-- Required task --
Please reproduce the entries word for word, beginning with the line that contains "[point] helmet (one" and continuing through the final line of the entries.

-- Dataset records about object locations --
⁂

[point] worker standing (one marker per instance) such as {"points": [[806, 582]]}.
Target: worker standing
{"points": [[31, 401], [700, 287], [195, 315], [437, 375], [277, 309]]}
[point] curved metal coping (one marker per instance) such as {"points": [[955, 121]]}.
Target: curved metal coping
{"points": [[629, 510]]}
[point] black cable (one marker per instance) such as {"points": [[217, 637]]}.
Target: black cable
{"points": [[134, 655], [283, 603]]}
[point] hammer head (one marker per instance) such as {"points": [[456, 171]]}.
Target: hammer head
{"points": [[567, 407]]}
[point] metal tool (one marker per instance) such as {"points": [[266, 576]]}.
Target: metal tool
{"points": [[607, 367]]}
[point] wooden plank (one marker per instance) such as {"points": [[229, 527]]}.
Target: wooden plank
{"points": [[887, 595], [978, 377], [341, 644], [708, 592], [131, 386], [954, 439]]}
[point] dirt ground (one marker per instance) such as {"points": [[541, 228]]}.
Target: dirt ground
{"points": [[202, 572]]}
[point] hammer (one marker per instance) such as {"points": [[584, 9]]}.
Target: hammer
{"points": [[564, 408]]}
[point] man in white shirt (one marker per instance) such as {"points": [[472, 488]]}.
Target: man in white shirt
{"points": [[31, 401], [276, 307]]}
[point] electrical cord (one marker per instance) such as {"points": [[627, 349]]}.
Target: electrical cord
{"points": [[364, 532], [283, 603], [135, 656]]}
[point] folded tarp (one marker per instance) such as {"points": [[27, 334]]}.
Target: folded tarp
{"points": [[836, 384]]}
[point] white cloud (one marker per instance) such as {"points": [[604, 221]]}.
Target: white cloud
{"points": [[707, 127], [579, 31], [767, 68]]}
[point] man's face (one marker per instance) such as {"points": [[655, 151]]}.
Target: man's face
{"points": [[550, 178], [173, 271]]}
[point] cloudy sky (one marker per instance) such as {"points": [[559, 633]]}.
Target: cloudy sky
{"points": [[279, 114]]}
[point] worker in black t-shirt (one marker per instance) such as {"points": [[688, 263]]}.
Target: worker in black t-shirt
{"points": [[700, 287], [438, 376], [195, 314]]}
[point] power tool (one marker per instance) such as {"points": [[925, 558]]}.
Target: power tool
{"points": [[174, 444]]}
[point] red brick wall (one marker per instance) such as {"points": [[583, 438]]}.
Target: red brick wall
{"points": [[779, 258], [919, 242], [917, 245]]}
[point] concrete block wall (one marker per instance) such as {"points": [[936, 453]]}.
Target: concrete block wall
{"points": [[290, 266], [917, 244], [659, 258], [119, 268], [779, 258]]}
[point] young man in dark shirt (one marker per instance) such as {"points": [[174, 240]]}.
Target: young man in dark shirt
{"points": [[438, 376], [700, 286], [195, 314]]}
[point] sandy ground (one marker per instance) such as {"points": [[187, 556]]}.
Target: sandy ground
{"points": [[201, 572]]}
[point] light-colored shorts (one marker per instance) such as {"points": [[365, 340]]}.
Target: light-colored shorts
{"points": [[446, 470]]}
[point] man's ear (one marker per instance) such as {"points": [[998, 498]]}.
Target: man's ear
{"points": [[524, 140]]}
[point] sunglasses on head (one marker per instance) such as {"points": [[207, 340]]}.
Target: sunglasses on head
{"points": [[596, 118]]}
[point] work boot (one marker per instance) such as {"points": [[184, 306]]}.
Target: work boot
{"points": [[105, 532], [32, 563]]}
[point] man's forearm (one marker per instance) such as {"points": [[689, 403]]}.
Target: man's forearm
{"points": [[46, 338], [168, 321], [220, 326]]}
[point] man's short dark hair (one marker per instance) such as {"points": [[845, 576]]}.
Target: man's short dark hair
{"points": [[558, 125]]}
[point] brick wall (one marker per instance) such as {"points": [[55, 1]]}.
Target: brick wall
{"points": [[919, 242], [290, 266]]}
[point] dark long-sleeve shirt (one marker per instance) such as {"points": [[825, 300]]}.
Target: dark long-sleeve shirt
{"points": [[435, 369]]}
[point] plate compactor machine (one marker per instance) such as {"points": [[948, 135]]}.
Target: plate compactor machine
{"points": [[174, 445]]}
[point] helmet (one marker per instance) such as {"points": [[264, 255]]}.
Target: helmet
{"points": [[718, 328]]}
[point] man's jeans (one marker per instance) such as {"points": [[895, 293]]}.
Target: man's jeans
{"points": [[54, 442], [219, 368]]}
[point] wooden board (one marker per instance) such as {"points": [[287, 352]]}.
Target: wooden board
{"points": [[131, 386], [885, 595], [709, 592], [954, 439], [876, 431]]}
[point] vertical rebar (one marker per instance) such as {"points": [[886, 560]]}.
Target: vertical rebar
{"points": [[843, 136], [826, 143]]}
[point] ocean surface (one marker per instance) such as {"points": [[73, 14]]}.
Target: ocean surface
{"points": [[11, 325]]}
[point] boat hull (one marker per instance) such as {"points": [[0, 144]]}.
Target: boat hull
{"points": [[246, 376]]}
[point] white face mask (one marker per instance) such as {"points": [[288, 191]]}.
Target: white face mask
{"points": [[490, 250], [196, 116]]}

⁂

-- Answer below --
[point] helmet (one marker per instance) such as {"points": [[264, 255]]}.
Target: helmet
{"points": [[718, 328]]}
[point] man's jeans (one marker per instance) such as {"points": [[895, 293]]}.
Target: man's jeans
{"points": [[54, 442], [219, 368]]}
[point] wooden board (one marker per instance) such as {"points": [[287, 352]]}.
Target: wooden board
{"points": [[131, 386], [885, 595], [709, 592], [954, 439], [876, 431]]}
[point] vertical rebar (one marker per instance) such as {"points": [[886, 560]]}.
Target: vertical rebar
{"points": [[843, 136], [826, 143]]}
[point] ocean surface (one marker per instance) such as {"points": [[73, 14]]}.
Target: ocean surface
{"points": [[11, 325]]}
[point] boat hull (one marker per instance) such as {"points": [[0, 144]]}.
Target: boat hull
{"points": [[246, 376]]}
[point] white face mask (one marker per instance) such as {"points": [[288, 191]]}.
Target: white face mask
{"points": [[490, 250], [196, 116]]}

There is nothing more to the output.